[[ Extracted information open ]]

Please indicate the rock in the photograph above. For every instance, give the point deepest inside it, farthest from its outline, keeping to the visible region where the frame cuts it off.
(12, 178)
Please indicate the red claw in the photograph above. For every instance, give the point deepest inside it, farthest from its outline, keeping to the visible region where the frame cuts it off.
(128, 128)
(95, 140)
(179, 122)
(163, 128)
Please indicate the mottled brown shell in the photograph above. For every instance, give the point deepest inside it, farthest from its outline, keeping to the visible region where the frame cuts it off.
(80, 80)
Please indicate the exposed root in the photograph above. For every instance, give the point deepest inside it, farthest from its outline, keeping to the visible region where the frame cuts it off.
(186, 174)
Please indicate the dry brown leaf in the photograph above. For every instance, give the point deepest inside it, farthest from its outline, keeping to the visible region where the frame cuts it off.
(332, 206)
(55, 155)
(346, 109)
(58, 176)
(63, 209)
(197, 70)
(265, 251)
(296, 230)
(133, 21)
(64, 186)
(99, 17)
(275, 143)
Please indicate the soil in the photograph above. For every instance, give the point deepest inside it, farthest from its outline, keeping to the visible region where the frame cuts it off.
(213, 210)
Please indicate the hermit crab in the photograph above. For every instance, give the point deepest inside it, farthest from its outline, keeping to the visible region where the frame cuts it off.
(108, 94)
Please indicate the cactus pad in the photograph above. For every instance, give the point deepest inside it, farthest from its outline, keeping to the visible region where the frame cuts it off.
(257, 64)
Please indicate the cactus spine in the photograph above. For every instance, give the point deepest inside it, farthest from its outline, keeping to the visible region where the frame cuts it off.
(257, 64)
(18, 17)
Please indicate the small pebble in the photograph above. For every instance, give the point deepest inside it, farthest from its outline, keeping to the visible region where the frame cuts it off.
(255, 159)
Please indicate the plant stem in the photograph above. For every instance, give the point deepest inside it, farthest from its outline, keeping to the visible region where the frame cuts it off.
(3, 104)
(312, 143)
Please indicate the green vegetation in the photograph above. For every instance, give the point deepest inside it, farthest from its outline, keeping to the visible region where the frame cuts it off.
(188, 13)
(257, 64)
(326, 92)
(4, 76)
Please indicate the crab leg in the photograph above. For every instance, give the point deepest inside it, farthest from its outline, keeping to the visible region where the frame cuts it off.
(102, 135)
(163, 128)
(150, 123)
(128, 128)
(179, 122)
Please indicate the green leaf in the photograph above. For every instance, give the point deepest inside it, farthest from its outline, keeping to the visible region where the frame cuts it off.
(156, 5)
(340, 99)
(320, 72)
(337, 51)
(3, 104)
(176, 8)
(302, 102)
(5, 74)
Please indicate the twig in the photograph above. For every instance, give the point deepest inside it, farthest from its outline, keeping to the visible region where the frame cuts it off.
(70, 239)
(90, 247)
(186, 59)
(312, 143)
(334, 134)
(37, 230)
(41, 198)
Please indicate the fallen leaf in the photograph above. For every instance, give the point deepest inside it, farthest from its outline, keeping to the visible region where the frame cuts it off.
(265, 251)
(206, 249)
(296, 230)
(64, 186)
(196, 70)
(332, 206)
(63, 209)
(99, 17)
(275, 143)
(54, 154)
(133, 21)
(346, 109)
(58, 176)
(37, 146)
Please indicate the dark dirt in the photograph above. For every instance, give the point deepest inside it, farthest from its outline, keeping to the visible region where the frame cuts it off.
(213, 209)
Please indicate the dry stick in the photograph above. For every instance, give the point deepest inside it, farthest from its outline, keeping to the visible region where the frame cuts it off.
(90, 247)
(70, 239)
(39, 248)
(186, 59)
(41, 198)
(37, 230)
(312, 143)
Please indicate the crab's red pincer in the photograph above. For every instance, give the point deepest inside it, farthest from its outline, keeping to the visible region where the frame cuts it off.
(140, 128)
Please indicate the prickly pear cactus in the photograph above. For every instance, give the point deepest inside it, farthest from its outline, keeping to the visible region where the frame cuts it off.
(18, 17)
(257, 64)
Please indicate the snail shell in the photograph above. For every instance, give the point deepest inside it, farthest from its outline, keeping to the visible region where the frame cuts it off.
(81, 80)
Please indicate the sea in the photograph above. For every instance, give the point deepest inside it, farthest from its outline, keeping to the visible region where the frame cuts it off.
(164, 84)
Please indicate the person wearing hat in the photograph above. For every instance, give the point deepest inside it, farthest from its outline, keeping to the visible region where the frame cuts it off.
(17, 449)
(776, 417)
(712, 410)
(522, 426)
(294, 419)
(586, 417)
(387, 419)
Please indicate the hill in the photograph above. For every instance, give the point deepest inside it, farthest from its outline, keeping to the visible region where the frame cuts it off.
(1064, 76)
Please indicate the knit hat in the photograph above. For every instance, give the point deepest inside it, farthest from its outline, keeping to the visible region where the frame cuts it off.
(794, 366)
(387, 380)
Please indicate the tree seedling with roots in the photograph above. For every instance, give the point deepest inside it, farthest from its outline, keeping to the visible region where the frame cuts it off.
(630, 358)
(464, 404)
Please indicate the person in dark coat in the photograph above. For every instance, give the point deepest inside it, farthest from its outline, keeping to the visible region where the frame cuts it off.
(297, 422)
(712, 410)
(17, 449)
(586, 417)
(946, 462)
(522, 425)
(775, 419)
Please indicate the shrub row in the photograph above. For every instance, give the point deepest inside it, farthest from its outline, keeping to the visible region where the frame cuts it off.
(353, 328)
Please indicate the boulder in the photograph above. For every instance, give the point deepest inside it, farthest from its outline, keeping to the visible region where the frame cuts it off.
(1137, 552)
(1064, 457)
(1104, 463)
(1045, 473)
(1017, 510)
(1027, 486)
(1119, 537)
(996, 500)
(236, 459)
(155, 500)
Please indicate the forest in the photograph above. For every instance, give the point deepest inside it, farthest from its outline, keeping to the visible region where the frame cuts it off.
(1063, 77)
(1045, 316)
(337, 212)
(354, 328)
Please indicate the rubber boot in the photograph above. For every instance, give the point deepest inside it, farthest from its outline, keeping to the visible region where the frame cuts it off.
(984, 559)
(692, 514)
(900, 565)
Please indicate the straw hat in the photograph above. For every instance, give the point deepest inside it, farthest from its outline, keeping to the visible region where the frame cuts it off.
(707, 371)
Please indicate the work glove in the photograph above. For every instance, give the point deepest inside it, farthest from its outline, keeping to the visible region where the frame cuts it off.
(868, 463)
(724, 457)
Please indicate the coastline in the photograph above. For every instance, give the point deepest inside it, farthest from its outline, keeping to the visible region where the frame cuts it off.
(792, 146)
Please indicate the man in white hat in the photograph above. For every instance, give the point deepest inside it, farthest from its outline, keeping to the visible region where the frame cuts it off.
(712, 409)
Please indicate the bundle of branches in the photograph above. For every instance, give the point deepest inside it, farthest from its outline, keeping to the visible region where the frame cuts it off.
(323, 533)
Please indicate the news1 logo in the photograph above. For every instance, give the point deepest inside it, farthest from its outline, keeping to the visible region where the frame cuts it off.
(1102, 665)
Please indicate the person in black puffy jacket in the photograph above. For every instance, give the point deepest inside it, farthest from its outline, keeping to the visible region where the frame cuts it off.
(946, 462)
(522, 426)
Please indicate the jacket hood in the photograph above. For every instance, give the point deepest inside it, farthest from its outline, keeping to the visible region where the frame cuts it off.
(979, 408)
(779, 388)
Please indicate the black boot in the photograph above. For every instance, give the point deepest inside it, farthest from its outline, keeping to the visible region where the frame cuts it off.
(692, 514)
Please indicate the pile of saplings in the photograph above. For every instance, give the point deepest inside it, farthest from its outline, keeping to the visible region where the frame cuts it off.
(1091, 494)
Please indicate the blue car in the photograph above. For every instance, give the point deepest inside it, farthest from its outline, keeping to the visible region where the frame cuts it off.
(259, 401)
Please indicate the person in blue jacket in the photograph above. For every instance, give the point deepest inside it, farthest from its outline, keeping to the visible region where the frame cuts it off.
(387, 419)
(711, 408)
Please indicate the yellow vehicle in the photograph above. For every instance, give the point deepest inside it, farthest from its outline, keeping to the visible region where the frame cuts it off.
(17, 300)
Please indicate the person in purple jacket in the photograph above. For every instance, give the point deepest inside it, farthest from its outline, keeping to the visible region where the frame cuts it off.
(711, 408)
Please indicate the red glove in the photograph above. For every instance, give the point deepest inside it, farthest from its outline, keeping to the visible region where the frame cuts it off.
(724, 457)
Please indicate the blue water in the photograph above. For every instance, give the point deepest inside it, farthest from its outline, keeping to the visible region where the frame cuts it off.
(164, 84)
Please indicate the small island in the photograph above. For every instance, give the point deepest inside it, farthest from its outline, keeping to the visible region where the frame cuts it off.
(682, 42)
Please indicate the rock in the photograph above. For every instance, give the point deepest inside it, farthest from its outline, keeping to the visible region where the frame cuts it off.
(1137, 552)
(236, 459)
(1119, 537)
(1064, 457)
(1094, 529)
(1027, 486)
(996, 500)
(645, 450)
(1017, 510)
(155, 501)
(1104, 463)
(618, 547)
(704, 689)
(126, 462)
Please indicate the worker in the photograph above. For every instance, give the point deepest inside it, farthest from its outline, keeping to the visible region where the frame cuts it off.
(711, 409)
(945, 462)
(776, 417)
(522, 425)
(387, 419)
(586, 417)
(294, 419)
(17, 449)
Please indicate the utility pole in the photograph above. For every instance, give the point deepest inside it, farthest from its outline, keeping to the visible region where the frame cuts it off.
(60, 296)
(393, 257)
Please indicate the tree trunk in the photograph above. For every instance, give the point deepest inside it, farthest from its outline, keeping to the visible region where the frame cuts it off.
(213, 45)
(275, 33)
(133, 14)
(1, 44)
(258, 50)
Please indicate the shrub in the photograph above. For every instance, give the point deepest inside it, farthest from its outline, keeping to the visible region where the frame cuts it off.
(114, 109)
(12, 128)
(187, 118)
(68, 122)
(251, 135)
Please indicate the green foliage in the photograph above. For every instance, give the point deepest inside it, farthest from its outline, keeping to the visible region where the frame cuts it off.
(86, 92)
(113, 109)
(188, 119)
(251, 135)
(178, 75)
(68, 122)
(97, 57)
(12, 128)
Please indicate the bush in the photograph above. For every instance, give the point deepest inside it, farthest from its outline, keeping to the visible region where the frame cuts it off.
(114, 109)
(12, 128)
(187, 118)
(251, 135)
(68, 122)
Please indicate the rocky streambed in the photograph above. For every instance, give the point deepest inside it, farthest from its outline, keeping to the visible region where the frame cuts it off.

[[ Extracted information closed ]]

- _Task details_:
Reproduce each line, exactly as it appears, from the one that contains "Please indicate the green foliage" through the last line of the records. Add no other lines.

- _Your response_:
Please indicate the green foliage in the photograph above. For every instance, give the point deepest inside it, farthest from its outline, keeping to the visible region where the frame cuts it off.
(86, 92)
(113, 109)
(188, 119)
(251, 135)
(178, 75)
(68, 122)
(97, 57)
(12, 128)
Please indicate the bush in the photograph above. For every instance, give the point deepest inside it, farthest from its outline, keeping to the visible region where the frame cuts it off.
(114, 109)
(12, 128)
(187, 118)
(251, 135)
(68, 122)
Please indicate the rocky streambed in the photograph above. For every instance, give the point deepest inside it, farthest from its outline, keeping to the visible region where the frame cuts it off.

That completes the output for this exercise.